### WHAT TO DO
Reproduce the weld fatigue audit text below in full, word for word and line for line.

### EXTRACT PROVIDED
╭──
ANSYS weld fatigue model
EGB316 / Design of Machine Elements

Weld Fatigue Design Audit

Kalan Ferguson / Semester 1, 2026 / Individual
Material
C300 Steel
Fatigue FoS
6.33 (hand) / 2.86 (FEA)
Yield FoS
14.46
Tools
ANSYS / SolidWorks

Overview

A complete fatigue design audit of the fillet-welded leaf spring rear hanger bracket on a 750 kg ATM single-axle box trailer. The analysis proceeds through functional load path identification, weld group stress calculation across five loading conditions, Modified Goodman infinite-life verification, and ANSYS FEA validation with a full mesh convergence and boundary condition sensitivity study. Both methods confirm infinite fatigue life; their discrepancy is quantified and explained through three identified stress contributors.

Leaf spring hanger bracket isometric view
Rear leaf spring hanger bracket: fillet weld to 50x50x3mm RHS chassis rail
Leaf spring hanger bracket rear view
Rear view showing fillet weld profile and RHS rail interface

Functional analysis

The box trailer uses a conventional single-axle leaf spring system with U-bolts constraining the leaves. The rear shackle connects the spring eye to the hanger bracket via a 65mm rigid link, with a pin-to-weld-centroid distance of 100mm. This 100mm lever arm is the critical force multiplier generating bending moments on the weld group.
╰──
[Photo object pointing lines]
╭──
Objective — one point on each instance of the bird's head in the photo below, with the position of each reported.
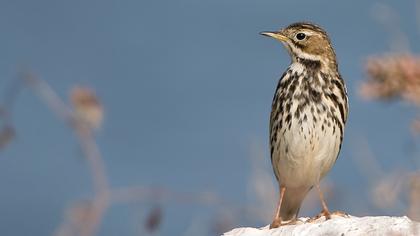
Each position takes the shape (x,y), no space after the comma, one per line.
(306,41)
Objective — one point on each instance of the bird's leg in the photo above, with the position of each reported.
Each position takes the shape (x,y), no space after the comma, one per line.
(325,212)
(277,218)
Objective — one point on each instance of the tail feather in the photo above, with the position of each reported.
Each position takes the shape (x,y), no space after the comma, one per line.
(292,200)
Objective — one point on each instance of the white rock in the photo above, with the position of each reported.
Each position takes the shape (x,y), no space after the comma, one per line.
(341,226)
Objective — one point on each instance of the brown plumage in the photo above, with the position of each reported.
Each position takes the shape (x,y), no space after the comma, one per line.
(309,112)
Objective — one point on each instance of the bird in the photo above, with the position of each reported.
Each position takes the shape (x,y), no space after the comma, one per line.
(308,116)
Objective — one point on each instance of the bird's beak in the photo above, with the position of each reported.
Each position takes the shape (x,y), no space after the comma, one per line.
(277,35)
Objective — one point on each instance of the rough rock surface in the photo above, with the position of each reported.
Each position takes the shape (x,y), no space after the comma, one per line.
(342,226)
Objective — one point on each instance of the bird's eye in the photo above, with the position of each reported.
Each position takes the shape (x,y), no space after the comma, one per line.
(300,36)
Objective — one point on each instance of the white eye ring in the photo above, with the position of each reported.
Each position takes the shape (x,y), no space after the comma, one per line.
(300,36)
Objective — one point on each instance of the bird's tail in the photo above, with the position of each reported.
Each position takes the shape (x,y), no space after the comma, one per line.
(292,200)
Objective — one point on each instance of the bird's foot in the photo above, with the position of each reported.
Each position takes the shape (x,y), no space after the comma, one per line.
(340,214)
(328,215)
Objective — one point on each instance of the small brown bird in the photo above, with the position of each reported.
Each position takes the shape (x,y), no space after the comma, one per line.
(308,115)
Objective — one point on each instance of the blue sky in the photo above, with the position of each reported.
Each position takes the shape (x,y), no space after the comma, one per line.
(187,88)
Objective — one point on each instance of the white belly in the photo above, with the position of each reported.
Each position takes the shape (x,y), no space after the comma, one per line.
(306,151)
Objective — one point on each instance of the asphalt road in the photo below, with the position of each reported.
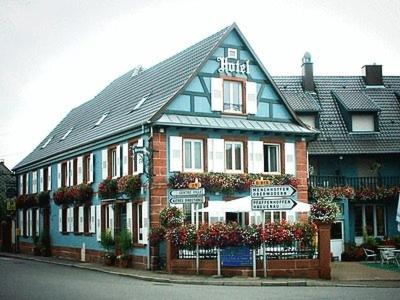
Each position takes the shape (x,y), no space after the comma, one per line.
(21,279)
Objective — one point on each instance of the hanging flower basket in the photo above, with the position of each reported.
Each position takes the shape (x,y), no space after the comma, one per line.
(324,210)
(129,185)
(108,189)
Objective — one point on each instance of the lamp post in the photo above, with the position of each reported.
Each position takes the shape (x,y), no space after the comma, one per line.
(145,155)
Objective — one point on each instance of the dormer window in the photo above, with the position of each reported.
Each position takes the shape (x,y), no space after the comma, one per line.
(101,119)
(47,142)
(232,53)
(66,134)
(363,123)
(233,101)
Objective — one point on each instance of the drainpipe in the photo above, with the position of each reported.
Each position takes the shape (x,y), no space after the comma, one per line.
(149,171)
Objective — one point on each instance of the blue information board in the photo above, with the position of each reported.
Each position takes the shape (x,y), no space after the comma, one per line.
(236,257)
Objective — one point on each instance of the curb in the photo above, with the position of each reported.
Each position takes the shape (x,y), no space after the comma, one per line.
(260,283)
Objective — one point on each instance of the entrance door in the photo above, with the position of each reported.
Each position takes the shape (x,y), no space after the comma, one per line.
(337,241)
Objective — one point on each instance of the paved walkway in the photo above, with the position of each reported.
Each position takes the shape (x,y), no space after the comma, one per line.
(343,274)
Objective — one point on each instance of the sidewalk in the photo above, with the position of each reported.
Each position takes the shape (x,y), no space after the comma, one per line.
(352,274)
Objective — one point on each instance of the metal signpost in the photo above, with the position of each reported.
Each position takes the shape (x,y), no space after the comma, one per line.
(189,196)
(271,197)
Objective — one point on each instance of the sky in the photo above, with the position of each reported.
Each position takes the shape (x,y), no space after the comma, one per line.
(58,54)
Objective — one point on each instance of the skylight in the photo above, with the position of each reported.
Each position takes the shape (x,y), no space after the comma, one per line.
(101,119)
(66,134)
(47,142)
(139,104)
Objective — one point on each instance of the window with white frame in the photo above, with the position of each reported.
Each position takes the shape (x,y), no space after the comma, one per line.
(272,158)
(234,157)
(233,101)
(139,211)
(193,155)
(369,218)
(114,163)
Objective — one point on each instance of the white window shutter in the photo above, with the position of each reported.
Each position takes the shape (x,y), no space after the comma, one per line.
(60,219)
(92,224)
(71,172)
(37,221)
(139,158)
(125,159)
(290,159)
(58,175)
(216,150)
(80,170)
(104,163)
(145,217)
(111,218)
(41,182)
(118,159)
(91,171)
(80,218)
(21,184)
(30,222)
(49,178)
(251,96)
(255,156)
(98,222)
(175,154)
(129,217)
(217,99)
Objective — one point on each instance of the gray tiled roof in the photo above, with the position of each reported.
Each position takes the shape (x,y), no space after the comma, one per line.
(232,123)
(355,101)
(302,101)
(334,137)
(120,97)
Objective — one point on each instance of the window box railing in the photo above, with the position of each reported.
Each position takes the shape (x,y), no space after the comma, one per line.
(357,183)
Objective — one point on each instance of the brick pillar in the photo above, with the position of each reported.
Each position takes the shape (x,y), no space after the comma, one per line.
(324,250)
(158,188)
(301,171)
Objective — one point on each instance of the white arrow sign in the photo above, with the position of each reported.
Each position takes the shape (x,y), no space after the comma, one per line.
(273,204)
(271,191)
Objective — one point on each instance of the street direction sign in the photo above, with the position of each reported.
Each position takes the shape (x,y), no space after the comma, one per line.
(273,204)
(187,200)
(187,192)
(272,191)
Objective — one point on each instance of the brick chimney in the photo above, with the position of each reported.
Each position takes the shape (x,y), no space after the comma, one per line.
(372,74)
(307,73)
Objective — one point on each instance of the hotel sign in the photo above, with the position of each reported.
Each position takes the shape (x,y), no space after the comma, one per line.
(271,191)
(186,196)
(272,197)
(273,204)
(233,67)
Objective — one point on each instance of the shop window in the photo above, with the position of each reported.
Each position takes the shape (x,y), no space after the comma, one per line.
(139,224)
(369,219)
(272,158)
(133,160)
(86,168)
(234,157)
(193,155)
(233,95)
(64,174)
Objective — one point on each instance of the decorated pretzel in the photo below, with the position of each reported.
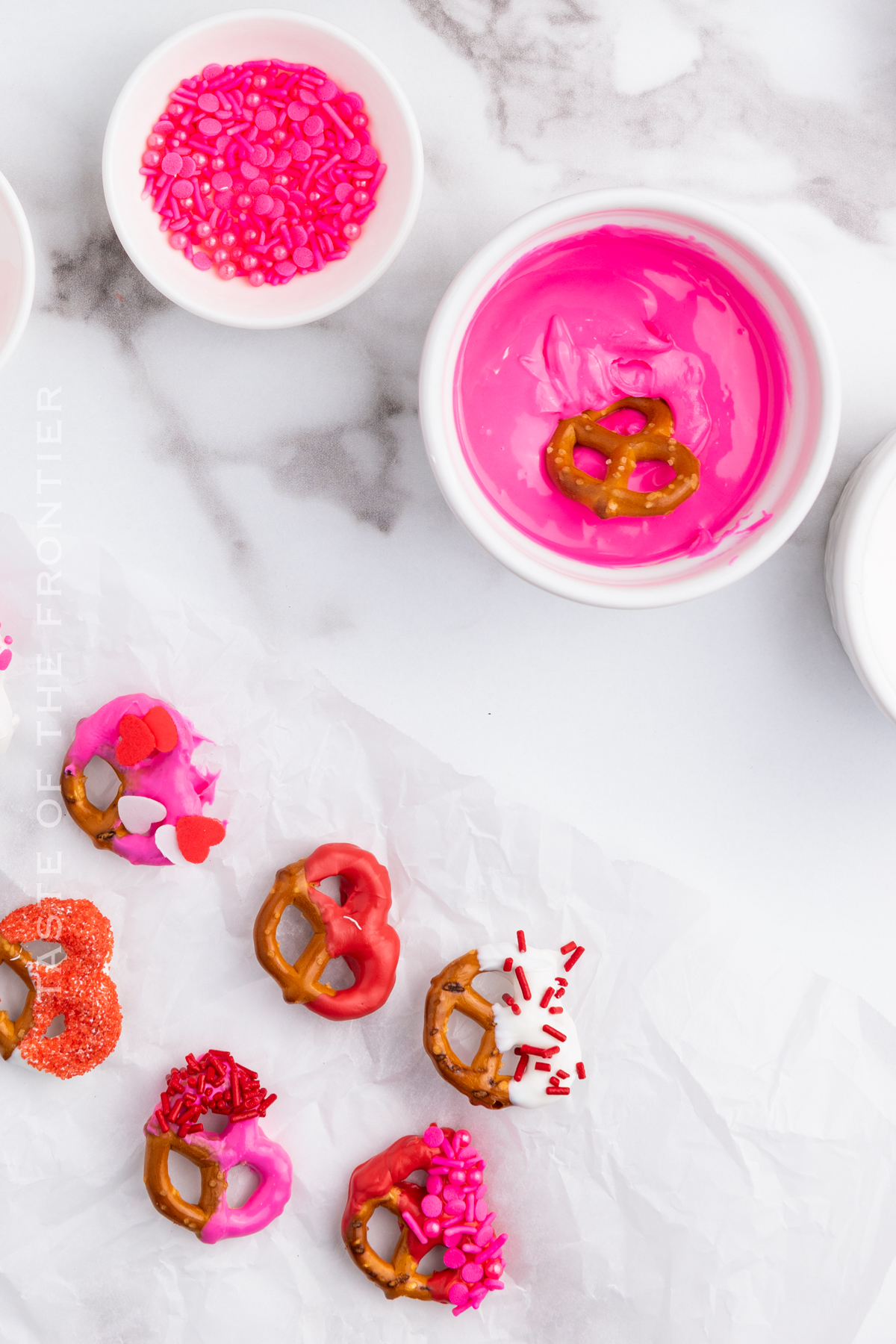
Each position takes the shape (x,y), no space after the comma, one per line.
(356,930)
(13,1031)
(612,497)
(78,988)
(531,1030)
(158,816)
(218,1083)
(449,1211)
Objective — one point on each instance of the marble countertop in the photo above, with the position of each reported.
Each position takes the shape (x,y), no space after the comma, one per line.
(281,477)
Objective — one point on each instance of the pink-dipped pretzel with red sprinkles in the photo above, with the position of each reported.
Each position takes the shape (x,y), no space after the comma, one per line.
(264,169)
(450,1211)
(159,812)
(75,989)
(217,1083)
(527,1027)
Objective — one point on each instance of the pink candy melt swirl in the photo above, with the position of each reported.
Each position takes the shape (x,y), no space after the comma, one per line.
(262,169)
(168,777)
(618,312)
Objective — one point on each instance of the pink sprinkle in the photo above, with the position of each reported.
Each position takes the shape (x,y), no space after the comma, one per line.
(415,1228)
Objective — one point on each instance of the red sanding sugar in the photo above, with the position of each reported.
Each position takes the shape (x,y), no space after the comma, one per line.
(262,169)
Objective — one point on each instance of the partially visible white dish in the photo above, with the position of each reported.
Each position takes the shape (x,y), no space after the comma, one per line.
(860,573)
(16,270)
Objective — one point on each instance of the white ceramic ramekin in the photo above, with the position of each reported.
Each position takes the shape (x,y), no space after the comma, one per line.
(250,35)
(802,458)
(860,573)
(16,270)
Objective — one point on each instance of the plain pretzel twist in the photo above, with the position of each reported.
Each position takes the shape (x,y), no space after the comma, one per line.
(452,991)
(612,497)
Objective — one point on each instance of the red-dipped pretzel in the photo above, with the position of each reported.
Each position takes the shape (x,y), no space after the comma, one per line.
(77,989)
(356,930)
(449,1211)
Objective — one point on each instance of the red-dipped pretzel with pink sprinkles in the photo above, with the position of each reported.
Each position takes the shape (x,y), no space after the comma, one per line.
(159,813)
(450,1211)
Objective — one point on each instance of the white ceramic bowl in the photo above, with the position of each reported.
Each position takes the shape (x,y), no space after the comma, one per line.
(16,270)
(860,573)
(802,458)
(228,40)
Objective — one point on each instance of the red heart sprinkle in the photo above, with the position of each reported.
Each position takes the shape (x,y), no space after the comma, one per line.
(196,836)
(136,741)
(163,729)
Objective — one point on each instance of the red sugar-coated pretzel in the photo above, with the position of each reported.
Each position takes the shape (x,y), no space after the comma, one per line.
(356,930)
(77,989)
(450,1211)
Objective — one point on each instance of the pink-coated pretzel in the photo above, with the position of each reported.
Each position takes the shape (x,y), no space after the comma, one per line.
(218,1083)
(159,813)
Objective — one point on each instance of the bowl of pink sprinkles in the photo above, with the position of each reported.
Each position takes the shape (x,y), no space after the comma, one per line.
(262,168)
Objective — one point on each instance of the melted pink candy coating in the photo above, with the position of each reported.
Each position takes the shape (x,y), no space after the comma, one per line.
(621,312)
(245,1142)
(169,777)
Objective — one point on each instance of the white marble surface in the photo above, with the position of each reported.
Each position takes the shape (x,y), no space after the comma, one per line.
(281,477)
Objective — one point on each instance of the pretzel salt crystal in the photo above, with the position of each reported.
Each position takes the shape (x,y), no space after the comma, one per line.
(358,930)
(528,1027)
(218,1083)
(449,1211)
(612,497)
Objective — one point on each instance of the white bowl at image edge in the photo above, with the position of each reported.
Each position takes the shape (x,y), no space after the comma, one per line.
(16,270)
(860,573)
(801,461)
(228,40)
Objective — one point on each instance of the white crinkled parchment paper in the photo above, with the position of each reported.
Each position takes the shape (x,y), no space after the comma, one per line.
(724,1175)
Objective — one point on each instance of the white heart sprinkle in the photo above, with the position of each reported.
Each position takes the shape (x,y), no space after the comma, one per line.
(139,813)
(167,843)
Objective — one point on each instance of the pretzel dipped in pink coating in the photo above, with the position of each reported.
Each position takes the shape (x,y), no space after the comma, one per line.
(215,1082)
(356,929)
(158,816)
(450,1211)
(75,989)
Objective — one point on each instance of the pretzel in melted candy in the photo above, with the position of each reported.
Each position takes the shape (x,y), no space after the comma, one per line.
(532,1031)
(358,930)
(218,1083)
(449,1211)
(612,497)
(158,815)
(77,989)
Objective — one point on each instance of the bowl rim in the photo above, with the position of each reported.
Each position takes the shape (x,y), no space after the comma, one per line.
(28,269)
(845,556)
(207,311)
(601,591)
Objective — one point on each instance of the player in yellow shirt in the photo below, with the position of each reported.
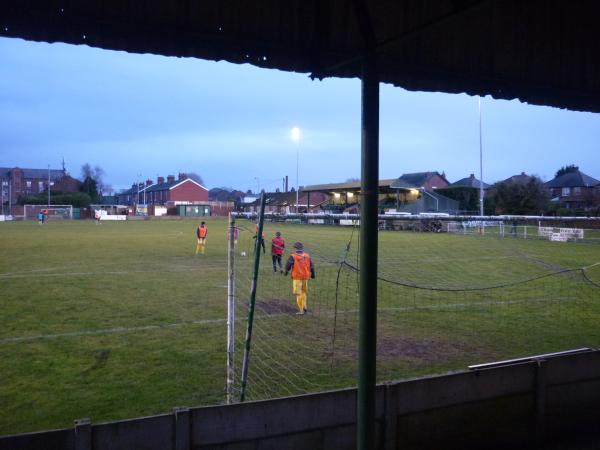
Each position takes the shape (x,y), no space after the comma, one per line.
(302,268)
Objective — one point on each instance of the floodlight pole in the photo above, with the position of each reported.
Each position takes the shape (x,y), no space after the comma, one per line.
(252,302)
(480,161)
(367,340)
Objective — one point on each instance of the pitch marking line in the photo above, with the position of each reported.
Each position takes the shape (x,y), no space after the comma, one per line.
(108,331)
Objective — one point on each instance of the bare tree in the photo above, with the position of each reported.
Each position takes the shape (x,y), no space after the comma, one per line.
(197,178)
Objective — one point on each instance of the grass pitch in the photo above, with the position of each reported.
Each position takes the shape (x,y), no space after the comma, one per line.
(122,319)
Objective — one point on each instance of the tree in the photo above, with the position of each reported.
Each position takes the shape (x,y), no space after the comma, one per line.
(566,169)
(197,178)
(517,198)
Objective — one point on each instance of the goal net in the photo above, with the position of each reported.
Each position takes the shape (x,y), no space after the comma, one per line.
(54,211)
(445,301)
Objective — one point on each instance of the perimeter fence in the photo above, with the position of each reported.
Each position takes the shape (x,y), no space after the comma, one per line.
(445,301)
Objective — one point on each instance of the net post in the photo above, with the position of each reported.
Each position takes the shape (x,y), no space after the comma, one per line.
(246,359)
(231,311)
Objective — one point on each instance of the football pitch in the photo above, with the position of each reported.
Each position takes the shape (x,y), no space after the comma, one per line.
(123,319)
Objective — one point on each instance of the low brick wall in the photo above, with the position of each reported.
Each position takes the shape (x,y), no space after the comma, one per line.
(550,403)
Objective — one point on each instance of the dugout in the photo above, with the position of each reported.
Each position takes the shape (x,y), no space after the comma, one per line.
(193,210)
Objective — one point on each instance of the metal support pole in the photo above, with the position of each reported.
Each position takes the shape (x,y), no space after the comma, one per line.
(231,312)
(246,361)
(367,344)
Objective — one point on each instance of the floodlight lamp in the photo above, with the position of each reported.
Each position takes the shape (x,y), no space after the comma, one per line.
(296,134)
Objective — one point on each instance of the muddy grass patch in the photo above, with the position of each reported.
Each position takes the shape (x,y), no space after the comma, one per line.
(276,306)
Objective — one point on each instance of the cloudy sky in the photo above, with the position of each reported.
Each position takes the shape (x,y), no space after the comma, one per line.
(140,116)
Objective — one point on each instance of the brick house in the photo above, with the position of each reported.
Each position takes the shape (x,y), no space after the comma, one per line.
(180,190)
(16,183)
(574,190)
╰──
### SOLUTION FOR THIS PROBLEM
ANSYS weld fatigue model
EGB316 / Design of Machine Elements

Weld Fatigue Design Audit

Kalan Ferguson / Semester 1, 2026 / Individual
Material
C300 Steel
Fatigue FoS
6.33 (hand) / 2.86 (FEA)
Yield FoS
14.46
Tools
ANSYS / SolidWorks

Overview

A complete fatigue design audit of the fillet-welded leaf spring rear hanger bracket on a 750 kg ATM single-axle box trailer. The analysis proceeds through functional load path identification, weld group stress calculation across five loading conditions, Modified Goodman infinite-life verification, and ANSYS FEA validation with a full mesh convergence and boundary condition sensitivity study. Both methods confirm infinite fatigue life; their discrepancy is quantified and explained through three identified stress contributors.

Leaf spring hanger bracket isometric view
Rear leaf spring hanger bracket: fillet weld to 50x50x3mm RHS chassis rail
Leaf spring hanger bracket rear view
Rear view showing fillet weld profile and RHS rail interface

Functional analysis

The box trailer uses a conventional single-axle leaf spring system with U-bolts constraining the leaves. The rear shackle connects the spring eye to the hanger bracket via a 65mm rigid link, with a pin-to-weld-centroid distance of 100mm. This 100mm lever arm is the critical force multiplier generating bending moments on the weld group.